WORK TO BE COMPLETED: Reproduce, unaltered, the line with "request | locate each instance of the house" along with every line that follows it in the records, up to the last.

___

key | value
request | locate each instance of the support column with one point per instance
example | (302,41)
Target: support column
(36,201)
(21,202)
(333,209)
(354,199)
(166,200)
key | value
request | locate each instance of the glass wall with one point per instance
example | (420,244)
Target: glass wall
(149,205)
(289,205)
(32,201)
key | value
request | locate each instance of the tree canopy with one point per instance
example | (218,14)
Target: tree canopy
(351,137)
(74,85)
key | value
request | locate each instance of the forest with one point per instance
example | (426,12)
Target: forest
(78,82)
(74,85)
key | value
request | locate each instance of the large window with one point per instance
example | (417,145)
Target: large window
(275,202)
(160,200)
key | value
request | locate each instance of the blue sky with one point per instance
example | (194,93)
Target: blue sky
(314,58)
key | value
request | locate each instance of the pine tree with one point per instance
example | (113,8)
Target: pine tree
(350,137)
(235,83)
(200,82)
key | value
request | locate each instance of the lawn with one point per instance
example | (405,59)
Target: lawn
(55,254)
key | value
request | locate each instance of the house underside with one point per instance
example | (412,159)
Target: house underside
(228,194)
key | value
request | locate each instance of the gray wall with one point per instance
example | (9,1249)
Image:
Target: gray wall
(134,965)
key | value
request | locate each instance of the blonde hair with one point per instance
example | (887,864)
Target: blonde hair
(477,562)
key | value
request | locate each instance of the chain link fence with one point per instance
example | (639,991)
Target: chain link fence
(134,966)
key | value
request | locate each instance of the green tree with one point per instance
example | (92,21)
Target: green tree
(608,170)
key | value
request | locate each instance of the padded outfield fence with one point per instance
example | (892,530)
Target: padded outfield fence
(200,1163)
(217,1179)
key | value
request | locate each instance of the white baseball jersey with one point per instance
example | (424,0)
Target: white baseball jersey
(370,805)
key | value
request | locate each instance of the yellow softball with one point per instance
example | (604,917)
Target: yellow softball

___

TASK SOLUTION:
request | locate each instance of the house underside with one point per instance
example | (412,159)
Target: house underside
(228,194)
key | value
request | locate each instance of the gray wall with one point per instance
example | (9,1249)
Image:
Target: gray wall
(134,965)
key | value
request | locate each instance of the blonde hair with one point per instance
example | (887,864)
Target: blonde hair
(477,562)
key | value
request | locate each instance of the chain link fence with one point per instance
example | (639,991)
Target: chain link fence
(134,966)
key | value
request | locate each instance of the green tree with one point per instance
example | (92,21)
Target: green tree
(608,170)
key | value
request | locate each instance of the padded outfield fence with one point per instance
example | (892,530)
Target: padded outfield fence
(200,1163)
(217,1179)
key | value
request | locate each instance of the white baseball jersey with one point per instance
example | (424,0)
Target: white baseball jersey
(370,805)
key | value
request | locate each instance of the yellow softball with one point per instance
example | (604,917)
Target: yellow softball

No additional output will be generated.